Challenge 1 :: Set out the entries below as a Markdown table with the columns Row and Entry line. Include only the lines from the line with "red vehicle body" to the line with "[0,264,1024,768]", both included, and leave out blank lines.

Extracted text ::

::::::

5. Set up the Continuous Integration (CI) pipeline in Azure Pipelines

In this part, we will create a CI pipeline in Azure Pipelines. The CI pipeline will build and push the 3 required Docker images - preprocess, training and register, and then trigger the Kubeflow Pipeline. This part depends on part 4.1-7 being completed successfully.

  1. Create an Azure DevOps Account

  2. Set up the pipeline variables

    For security purposes, it is recommended that you save sensitive information like resource names, IDs and passwords in a secret store. You can use Azure DevOps variable groups, Azure KeyVault or another store of your choosing.

    a. In Azure Pipelines, go to Pipelines -> Library -> Variable Groups -> Add Variable Group. Give the group a name and add the following variables based on the names and IDs from the previous steps of this guide.

    KF_RESOURCE_GROUP - name of the resource group (step 1.6)

    KF_AKS_CLUSTER - name of the kubeflow AKS cluster (step 1.7)

::::::

Record set ::
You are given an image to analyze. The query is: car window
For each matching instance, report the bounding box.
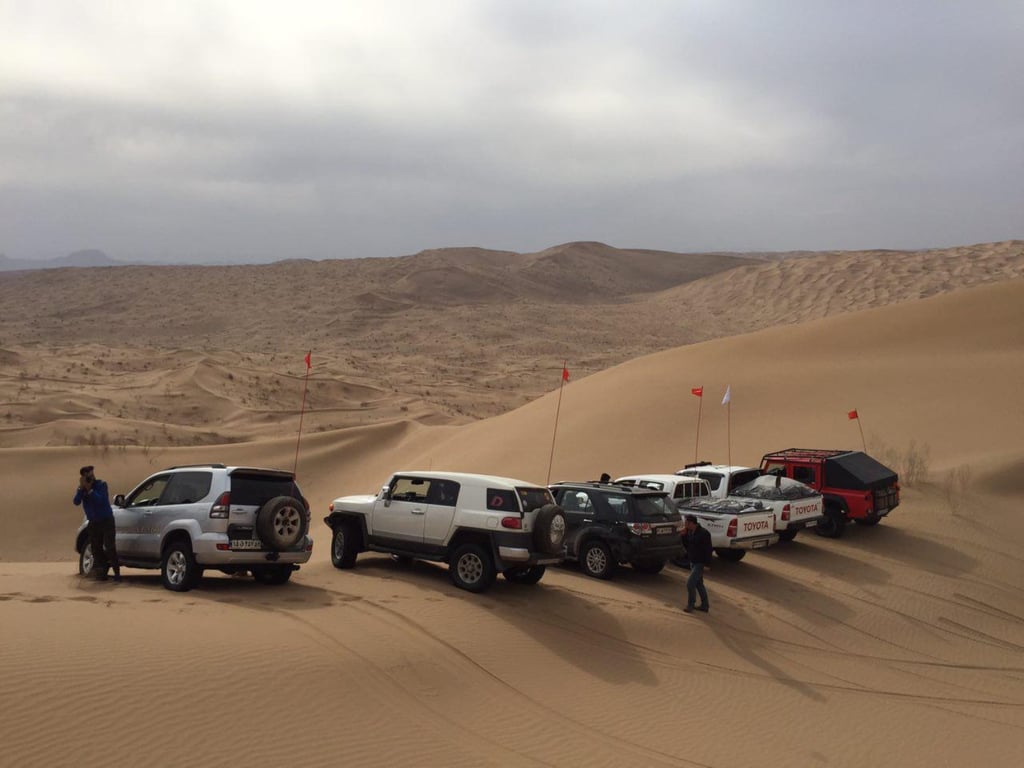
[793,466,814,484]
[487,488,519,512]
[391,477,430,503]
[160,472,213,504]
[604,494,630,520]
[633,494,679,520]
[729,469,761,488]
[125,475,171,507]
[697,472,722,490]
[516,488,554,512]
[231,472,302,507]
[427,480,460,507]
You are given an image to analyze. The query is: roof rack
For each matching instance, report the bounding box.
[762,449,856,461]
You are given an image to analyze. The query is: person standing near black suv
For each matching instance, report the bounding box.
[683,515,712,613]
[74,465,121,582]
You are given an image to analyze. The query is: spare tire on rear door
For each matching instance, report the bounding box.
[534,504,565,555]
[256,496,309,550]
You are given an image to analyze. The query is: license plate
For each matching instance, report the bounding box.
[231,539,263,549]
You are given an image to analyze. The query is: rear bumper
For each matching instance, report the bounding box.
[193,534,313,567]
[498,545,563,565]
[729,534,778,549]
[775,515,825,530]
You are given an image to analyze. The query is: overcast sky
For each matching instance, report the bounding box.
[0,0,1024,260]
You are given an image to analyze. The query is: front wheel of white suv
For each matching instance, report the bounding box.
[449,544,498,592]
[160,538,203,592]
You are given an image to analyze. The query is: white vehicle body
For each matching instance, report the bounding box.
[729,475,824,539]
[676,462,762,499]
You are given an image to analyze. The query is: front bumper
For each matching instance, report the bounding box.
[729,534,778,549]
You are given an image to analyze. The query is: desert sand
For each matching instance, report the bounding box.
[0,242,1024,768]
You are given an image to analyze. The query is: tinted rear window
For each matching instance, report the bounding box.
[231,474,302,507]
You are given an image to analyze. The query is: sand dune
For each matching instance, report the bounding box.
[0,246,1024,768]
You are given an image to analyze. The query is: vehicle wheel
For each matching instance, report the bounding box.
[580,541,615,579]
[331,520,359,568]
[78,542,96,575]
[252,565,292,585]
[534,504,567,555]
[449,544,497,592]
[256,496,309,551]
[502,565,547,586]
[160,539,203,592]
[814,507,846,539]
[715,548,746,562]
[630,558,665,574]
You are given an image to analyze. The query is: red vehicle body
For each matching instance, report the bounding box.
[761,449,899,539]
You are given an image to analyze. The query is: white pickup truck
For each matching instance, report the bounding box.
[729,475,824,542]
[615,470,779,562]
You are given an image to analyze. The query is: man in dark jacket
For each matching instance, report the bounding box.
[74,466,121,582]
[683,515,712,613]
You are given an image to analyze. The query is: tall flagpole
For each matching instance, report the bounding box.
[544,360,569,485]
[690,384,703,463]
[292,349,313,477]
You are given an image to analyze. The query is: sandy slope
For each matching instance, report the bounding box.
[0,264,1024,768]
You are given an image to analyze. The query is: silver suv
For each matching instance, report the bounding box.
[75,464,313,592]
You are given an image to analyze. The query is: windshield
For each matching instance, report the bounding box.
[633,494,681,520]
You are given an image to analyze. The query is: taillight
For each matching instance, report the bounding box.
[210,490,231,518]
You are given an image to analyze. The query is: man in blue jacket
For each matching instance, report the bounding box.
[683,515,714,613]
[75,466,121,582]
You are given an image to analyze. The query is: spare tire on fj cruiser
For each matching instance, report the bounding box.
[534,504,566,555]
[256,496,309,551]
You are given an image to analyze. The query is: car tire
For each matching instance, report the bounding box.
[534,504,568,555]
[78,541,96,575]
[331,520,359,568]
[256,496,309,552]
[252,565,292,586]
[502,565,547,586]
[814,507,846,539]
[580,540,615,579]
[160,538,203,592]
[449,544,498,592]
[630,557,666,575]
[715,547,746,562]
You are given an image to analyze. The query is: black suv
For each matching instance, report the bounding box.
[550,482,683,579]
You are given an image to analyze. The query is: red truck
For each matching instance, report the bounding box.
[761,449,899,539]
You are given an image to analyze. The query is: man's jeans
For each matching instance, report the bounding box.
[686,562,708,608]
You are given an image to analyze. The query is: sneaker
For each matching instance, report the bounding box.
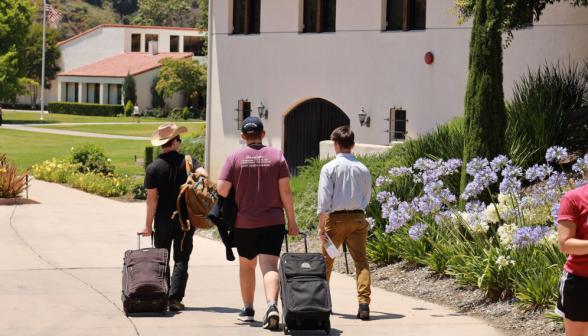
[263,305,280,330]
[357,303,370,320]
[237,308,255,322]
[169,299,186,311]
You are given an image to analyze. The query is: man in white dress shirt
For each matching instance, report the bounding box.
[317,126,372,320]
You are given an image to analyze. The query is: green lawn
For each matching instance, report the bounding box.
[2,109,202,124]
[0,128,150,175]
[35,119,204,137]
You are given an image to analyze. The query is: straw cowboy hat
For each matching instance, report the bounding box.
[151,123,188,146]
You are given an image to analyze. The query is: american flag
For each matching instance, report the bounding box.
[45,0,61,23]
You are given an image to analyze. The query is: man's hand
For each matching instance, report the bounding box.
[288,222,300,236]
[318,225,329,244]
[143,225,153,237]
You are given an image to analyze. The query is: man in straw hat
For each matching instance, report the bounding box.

::::::

Challenge 2 :: In the Azure Pipelines setup text above, which three Docker images does the CI pipeline build and push?

Task solution 1 ::
| Row | Entry line |
|---|---|
| 1 | You are given an image to analyze. The query is: red vehicle body |
| 2 | For each matching instance, report the bounding box. |
| 3 | [761,449,899,539] |
| 4 | You are given an image to analyze. The query is: white pickup truck |
| 5 | For each matching instance, report the bounding box. |
| 6 | [729,475,824,542] |
| 7 | [615,470,779,562] |
| 8 | You are given an image to analyze. The query is: man in dark jacket |
| 9 | For each matching instance, report the bounding box. |
| 10 | [74,466,121,582] |
| 11 | [683,515,712,613] |
| 12 | You are given an image to analyze. The query is: tall flagpole |
| 13 | For each matching instance, report the bounding box. |
| 14 | [544,360,569,485] |
| 15 | [690,384,703,463] |
| 16 | [292,349,313,477] |
| 17 | You are given an image to analyze. The query is: sandy slope |
| 18 | For each matching instance, report the bounding box. |
| 19 | [0,264,1024,768] |

Task solution 2 :: Preprocess, training and register.